### Excerpted records
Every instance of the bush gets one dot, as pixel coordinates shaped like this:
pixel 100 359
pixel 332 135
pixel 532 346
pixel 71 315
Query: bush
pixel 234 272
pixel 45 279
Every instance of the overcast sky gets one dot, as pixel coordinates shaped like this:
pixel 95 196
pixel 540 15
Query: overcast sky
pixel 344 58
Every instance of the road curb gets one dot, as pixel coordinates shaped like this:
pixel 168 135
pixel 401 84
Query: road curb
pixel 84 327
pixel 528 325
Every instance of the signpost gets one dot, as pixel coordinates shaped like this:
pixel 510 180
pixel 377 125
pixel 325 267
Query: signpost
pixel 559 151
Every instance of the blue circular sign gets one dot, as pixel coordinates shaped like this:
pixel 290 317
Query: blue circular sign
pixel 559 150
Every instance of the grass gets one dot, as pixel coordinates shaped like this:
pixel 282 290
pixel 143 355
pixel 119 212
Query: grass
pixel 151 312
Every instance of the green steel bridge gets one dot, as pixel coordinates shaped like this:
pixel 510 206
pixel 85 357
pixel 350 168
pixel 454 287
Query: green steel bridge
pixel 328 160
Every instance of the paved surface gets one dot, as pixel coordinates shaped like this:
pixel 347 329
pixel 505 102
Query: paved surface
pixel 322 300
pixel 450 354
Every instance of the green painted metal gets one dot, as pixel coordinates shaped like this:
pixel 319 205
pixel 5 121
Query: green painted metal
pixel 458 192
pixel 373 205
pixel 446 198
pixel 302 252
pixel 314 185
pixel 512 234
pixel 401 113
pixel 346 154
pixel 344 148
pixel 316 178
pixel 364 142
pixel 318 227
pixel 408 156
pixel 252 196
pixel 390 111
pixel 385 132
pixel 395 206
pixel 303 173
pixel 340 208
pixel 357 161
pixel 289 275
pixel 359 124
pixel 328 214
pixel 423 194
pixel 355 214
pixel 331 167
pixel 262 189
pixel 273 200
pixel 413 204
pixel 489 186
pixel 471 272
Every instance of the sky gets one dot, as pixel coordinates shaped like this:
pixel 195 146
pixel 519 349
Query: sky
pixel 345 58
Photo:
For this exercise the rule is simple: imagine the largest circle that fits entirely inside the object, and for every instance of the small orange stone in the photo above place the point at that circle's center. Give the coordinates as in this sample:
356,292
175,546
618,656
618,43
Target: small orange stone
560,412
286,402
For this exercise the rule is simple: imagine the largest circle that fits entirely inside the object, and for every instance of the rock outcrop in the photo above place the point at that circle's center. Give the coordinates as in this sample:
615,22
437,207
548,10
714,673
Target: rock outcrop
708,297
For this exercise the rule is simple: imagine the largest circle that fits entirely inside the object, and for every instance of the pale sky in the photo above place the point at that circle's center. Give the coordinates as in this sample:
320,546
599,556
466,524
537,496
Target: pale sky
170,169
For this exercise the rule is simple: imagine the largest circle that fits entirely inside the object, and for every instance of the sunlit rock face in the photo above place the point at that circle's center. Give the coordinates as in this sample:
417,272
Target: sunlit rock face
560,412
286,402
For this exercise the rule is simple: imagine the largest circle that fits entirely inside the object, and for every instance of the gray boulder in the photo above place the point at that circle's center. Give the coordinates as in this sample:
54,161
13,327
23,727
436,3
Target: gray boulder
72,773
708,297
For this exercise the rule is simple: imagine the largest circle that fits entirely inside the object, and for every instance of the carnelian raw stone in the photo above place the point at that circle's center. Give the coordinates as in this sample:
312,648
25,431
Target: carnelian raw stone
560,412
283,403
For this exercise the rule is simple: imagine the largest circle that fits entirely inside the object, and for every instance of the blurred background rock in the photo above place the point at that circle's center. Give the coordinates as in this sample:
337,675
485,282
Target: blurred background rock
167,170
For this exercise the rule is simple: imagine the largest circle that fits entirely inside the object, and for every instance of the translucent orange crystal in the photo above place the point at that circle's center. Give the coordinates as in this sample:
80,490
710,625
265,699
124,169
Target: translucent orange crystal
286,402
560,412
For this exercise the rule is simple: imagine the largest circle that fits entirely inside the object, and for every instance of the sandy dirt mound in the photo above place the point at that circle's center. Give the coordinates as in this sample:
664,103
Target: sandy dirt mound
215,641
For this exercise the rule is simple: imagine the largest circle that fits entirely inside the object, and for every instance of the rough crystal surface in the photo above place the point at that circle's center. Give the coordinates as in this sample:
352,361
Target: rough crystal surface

### Task objective
All the entries are to be set down exactly as they appear.

### Answer to the exercise
Every instance of the bush gets one dot, as pixel coordinates shaped like this:
pixel 100 359
pixel 332 135
pixel 532 346
pixel 71 315
Query: bush
pixel 234 272
pixel 45 279
Every instance of the overcast sky gets one dot, as pixel coordinates shaped like this:
pixel 95 196
pixel 540 15
Query: overcast sky
pixel 344 58
Every instance of the road curb gets one dot, as pixel coordinates shaped like this:
pixel 168 135
pixel 401 84
Query: road curb
pixel 84 327
pixel 528 325
Every instance of the signpost gets one dot, as pixel coordinates shaped like this:
pixel 510 180
pixel 377 125
pixel 325 267
Query: signpost
pixel 559 151
Every instance of the blue circular sign gets one dot, as pixel coordinates shaped like this:
pixel 290 317
Query: blue circular sign
pixel 559 150
Every instance of the grass gets one dot, as pixel coordinates shaped like this:
pixel 282 290
pixel 143 355
pixel 119 212
Query: grass
pixel 151 312
Every instance of the green steel bridge gets one dot, as pixel coordinates shaped like this:
pixel 510 206
pixel 85 357
pixel 350 168
pixel 454 287
Query: green steel bridge
pixel 328 160
Every instance of the paved surface gets one dot, as pixel coordinates shaped like this:
pixel 347 329
pixel 505 102
Query: paved surface
pixel 322 300
pixel 450 354
Every instance of the green painted metal gets one dot, as pixel coordinates shaped like this:
pixel 319 205
pixel 5 121
Query: green painted metal
pixel 458 192
pixel 373 205
pixel 446 198
pixel 302 252
pixel 314 185
pixel 512 234
pixel 401 113
pixel 346 154
pixel 344 148
pixel 316 178
pixel 364 142
pixel 318 227
pixel 408 156
pixel 252 196
pixel 390 111
pixel 385 132
pixel 395 206
pixel 303 173
pixel 340 208
pixel 357 161
pixel 289 275
pixel 359 124
pixel 328 214
pixel 423 194
pixel 355 214
pixel 331 167
pixel 262 189
pixel 273 200
pixel 413 204
pixel 489 186
pixel 471 272
Every instance of the sky gets one dot, as pixel coordinates shaped like this:
pixel 195 146
pixel 519 349
Query: sky
pixel 345 58
Photo:
For this exercise the rule is simple: imagine the largest circle that fits entirely inside the object, and for every instance of the small orange stone in the photo above place the point at that circle's center. Give the coordinates as in this sample:
356,292
175,546
618,656
618,43
Target: small orange stone
560,412
286,402
For this exercise the rule is simple: imagine the largest circle that fits entirely inside the object, and for every instance of the rock outcrop in the photo above place the point at that circle's center. Give the coordinates as in this sample:
615,22
437,207
548,10
714,673
Target: rock outcrop
708,297
For this exercise the rule is simple: imagine the largest circle that fits entirely inside the object, and for every instance of the pale sky in the photo above place the point at that circle's center. Give the coordinates as in this sample:
320,546
599,556
466,524
537,496
Target: pale sky
170,169
For this exercise the rule is simple: imagine the largest circle that fits entirely inside the object, and for every instance of the sunlit rock face in the photo above place the point at that circle's center. Give the coordinates as in this sample:
417,272
Target: sunlit rock face
560,412
286,402
For this exercise the rule is simple: imagine the largest circle that fits entirely inside the object, and for every instance of the gray boulder in the photo above place the point at that circle's center. Give the coordinates as in this sample:
54,161
13,327
23,727
436,3
Target: gray boulder
72,773
708,297
For this exercise the rule is simple: imagine the largest circle that fits entirely inside the object, and for every instance of the carnelian raw stone in the photo above place the point at that circle's center. Give the coordinates as in this sample:
312,648
25,431
Target: carnelian raw stone
560,412
283,403
For this exercise the rule is simple: imagine the largest circle that fits entirely inside the object, and for every instance of the blurred background rock in the photo above place the point at that circle's center. Give the coordinates as in this sample:
337,675
485,282
Target: blurred background rock
167,170
For this exercise the rule is simple: imagine the largest circle that fits entirely inside the object, and for every instance of the translucent orange crystal in the photo above place the point at that circle's center. Give the coordinates as in this sample:
80,490
710,625
265,699
124,169
Target: translucent orange crystal
286,402
560,412
For this exercise the rule is simple: imagine the largest circle that fits entirely inside the object, and for every instance of the sandy dirt mound in the photo above place the point at that circle's center. Give the coordinates as in this sample:
664,103
Target: sandy dirt mound
215,641
For this exercise the rule is simple: imagine the largest circle that fits entirely inside the object, and for every instance of the rough crystal surface in the photo above place the point at that circle's center. Give the coordinates as in this sample:
352,361
Target: rough crystal surface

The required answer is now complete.